* **EXERCISE SET**
a - Answer these questions about the Illustrator tutorial:
(i) Which three features of the Walrus does the tutorial set out to create?
(ii) Which tool is used to select both circle shapes?
(iii) To which layer are the circles moved?
b - Can you carry the listing over in full, requests included, with 110 subtracted from every pixel coordinate in its answers? Leave out the pictures.

In this movie, I'll show you how to add a few facial features to our 2D character using a combination of dynamic effects inside Adobe Illustrator. Specifically, we'll create the Walrus's face, as well as his eyes and the whiskers. I'll go ahead and switch over to the illustration we created in the previous movie. And I'll turn on the predrawn layer. And notice that we've got a couple of circles here that are ready and waiting for us, and we're going to turn these circles into the eyes. So go ahead and select both of the circle shapes using the Black Arrow tool, and then drag the little beige square to the right of the predrawn layer down to the head layer in order to move the circles into place.

* **SUPPLIED INFORMATION**

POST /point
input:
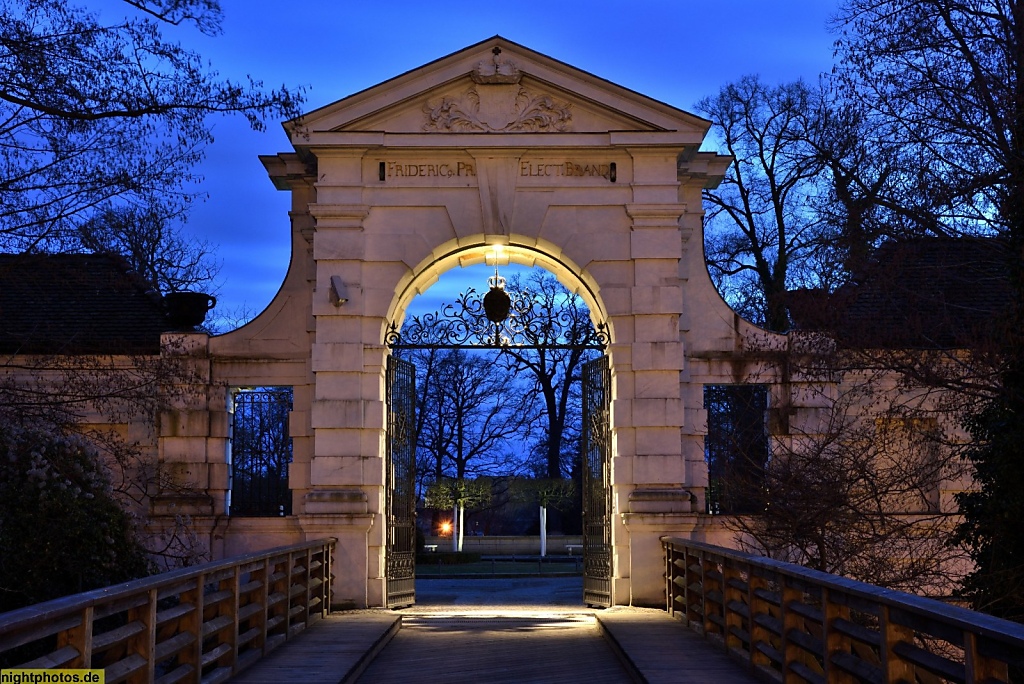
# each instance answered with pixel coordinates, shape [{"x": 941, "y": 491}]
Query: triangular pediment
[{"x": 498, "y": 86}]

* **RESULTS**
a -
(i) His face, his eyes, and his whiskers.
(ii) The Black Arrow tool.
(iii) The head layer.

b -
POST /point
input:
# each instance answered with pixel coordinates, shape [{"x": 941, "y": 491}]
Query: triangular pediment
[{"x": 388, "y": -24}]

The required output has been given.